> SOURCE EXTRACT:
** Begin **

In the following description, numerous specific details are set forth such as examples of specific components, circuits, and/or processes to provide a thorough understanding of the present disclosure. Also, in the following description and for purposes of explanation, specific nomenclature is set forth to provide a thorough understanding of the present embodiments. However, it will be apparent to one skilled in the art that these specific details may not be required to practice the present embodiments. In other instances, well-known circuits and devices are shown in block diagram form to avoid obscuring the present disclosure. The interconnection between circuit elements or software blocks may be shown as buses or as single signal lines. Each of the buses may alternatively be a single signal line, and each of the single signal lines may alternatively be buses, and a single line or bus might represent any one or more of a myriad of physical or logical mechanisms for communication between components. The present embodiments are not to be construed as limited to specific examples described herein but rather to include within their scope all embodiments defined by the appended claims.

** End **

> DATA:
** Begin **

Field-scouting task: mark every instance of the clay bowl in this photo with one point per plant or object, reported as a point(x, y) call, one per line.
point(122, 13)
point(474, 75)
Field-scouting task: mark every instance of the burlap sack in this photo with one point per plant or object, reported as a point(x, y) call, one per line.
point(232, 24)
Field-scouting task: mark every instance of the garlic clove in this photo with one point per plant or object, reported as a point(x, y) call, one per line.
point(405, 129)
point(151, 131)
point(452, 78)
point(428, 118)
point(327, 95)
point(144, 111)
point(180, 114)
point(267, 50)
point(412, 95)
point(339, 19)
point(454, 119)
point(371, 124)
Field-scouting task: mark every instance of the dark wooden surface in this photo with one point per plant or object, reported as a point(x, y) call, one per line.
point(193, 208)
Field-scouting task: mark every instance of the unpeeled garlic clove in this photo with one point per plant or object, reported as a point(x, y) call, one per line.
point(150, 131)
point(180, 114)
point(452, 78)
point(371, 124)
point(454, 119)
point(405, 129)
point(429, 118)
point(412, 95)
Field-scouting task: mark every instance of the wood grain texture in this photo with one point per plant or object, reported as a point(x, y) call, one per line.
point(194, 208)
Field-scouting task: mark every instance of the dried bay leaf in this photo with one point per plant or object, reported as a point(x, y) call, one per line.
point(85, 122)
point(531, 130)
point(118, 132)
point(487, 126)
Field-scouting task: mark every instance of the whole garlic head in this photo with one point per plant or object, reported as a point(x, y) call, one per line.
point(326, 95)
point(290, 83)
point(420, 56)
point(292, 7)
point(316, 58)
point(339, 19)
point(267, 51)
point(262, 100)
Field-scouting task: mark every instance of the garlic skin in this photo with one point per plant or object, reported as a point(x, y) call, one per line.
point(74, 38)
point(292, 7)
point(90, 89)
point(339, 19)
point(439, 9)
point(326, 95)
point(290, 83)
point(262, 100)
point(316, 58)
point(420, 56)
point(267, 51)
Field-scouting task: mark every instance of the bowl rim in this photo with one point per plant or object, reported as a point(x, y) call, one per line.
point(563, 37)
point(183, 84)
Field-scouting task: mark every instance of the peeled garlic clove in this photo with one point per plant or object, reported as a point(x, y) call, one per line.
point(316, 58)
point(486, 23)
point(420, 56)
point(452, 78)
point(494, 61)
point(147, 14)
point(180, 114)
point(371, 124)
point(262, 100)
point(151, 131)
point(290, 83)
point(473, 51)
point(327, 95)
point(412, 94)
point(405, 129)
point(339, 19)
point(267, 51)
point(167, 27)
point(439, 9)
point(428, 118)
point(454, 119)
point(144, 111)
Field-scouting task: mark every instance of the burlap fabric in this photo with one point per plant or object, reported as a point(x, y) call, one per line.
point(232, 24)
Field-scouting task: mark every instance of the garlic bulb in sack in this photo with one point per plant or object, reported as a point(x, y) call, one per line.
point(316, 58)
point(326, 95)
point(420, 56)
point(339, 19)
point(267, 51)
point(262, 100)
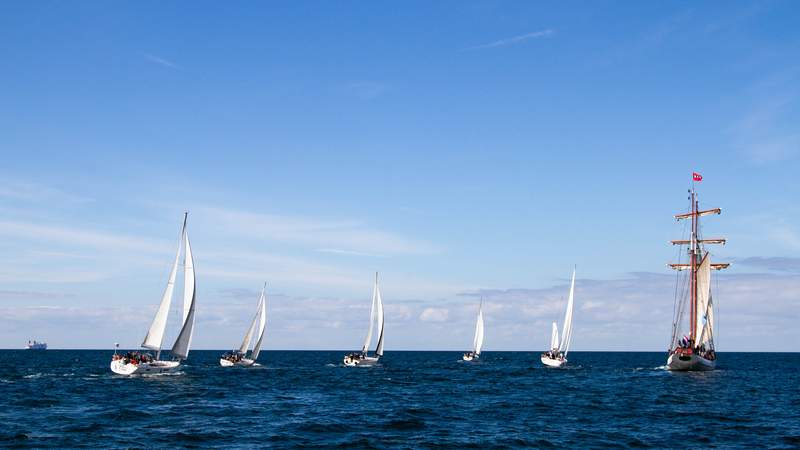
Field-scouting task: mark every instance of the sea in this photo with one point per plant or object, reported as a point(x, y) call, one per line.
point(70, 398)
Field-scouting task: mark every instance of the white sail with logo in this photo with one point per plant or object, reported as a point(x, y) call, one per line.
point(566, 331)
point(180, 349)
point(554, 338)
point(379, 317)
point(262, 324)
point(155, 334)
point(478, 341)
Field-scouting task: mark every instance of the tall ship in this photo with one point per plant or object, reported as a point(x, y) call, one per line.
point(692, 345)
point(145, 362)
point(36, 345)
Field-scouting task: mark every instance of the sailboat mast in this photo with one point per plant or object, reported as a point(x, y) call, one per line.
point(693, 271)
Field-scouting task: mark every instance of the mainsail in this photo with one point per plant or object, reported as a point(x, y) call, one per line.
point(705, 316)
point(262, 325)
point(554, 338)
point(180, 349)
point(566, 331)
point(155, 335)
point(249, 335)
point(368, 339)
point(379, 314)
point(478, 341)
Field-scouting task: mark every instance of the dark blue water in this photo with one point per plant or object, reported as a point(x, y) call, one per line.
point(414, 399)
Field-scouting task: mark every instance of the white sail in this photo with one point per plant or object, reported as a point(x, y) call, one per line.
point(566, 331)
point(180, 348)
point(155, 335)
point(704, 316)
point(188, 276)
point(368, 340)
point(478, 343)
point(249, 335)
point(262, 325)
point(379, 314)
point(554, 338)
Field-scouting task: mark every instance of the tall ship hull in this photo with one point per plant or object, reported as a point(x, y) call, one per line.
point(683, 362)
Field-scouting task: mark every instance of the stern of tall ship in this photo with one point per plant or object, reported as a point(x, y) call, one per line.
point(686, 361)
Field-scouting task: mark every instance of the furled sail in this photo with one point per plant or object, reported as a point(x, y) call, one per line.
point(368, 339)
point(379, 314)
point(181, 347)
point(554, 338)
point(155, 335)
point(705, 317)
point(262, 324)
point(566, 332)
point(478, 344)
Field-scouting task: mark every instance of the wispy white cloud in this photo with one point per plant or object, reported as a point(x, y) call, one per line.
point(76, 236)
point(344, 235)
point(775, 263)
point(338, 251)
point(514, 40)
point(434, 315)
point(161, 61)
point(766, 133)
point(367, 90)
point(33, 192)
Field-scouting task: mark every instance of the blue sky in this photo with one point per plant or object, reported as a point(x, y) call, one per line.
point(458, 148)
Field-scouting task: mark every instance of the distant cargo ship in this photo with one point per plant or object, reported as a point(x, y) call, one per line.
point(34, 345)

** End **

> WHAT THE TASK REQUIRES: Can you copy out the whole passage on circuit description details word for word? The records are separate material and have nothing to do with the text.

> FINAL RESULT:
In the following description, numerous specific details are set forth such as examples of specific components, circuits, and/or processes to provide a thorough understanding of the present disclosure. Also, in the following description and for purposes of explanation, specific nomenclature is set forth to provide a thorough understanding of the present embodiments. However, it will be apparent to one skilled in the art that these specific details may not be required to practice the present embodiments. In other instances, well-known circuits and devices are shown in block diagram form to avoid obscuring the present disclosure. The interconnection between circuit elements or software blocks may be shown as buses or as single signal lines. Each of the buses may alternatively be a single signal line, and each of the single signal lines may alternatively be buses, and a single line or bus might represent any one or more of a myriad of physical or logical mechanisms for communication between components. The present embodiments are not to be construed as limited to specific examples described herein but rather to include within their scope all embodiments defined by the appended claims.